Consigne 1: Recopiez fidèlement, dans l'extrait sur le travail de traduction, tout le passage qui va de "On peut en effet" jusqu'à "se dérouler partout.".
Consigne 2: Poursuivez l'extrait sur le travail de traduction à la suite de sa dernière phrase.

Extrait du document:
J’ai quelques dictionnaires papier, mais la plupart sont en ligne. Ceux dont je ne pourrais pas me passer sont le CNRTL et le Treccani. Et puis j’ai mes « outils vivants », tout aussi indispensables : des amies elles aussi traductrices italien-français et vice versa, connues lors de la Fabrique des traducteurs. Depuis, nous avons l’habitude de partager nos questions et nos points de vue.

On peut en effet (trop) facilement passer la journée en pyjama. Pour éviter ça, je loue un bureau partagé, qui me permet aussi de changer de cadre. Mes journées dépendent aussi des phases du travail. Pendant les deux premiers jets, je ne lâche pas l’ordinateur, et je passe le plus clair de mon temps chez moi ou au bureau. Par contre, les phases de relecture papier me permettent d’être plus mobile et, selon la météo, elles se passent parfois dans un bar ou bien dans un parc, etc. J’aime bien aussi profiter de mes trajets en train pour les relectures papier. Enfin, il y a aussi les phases de lecture tout court, qui occupent une grande partie de mon temps et peuvent elles aussi se dérouler partout.

Bloc de données:
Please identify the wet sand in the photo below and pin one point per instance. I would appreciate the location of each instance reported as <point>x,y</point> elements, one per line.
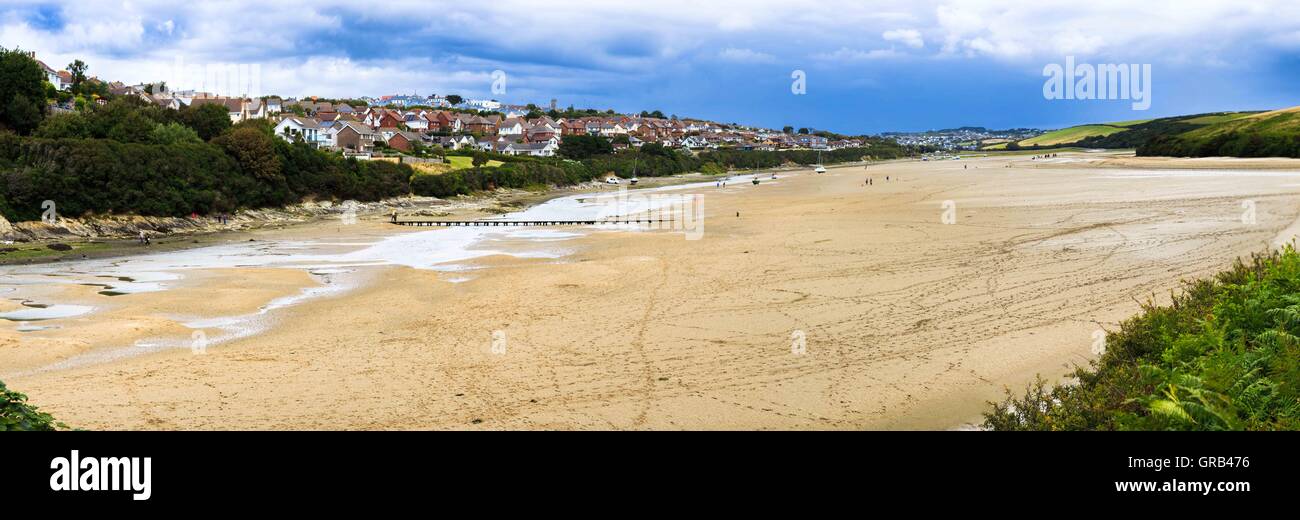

Résultat 1:
On peut en effet (trop) facilement passer la journée en pyjama. Pour éviter ça, je loue un bureau partagé, qui me permet aussi de changer de cadre. Mes journées dépendent aussi des phases du travail. Pendant les deux premiers jets, je ne lâche pas l’ordinateur, et je passe le plus clair de mon temps chez moi ou au bureau. Par contre, les phases de relecture papier me permettent d’être plus mobile et, selon la météo, elles se passent parfois dans un bar ou bien dans un parc, etc. J’aime bien aussi profiter de mes trajets en train pour les relectures papier. Enfin, il y a aussi les phases de lecture tout court, qui occupent une grande partie de mon temps et peuvent elles aussi se dérouler partout.

Résultat 2:
Une autre particularité de la journée du traducteur, qui est d’ailleurs sans doute valable pour d’autres activités, c’est qu’elle continue à notre insu. Il m’arrive très souvent de faire tout autre chose, persuadée que je ne pense pas au travail, et là, un mot ou une tournure restés irrésolus du texte que je suis en train de traduire m’apparaissent en français, comme sortis de nulle part. C’est assez fascinant.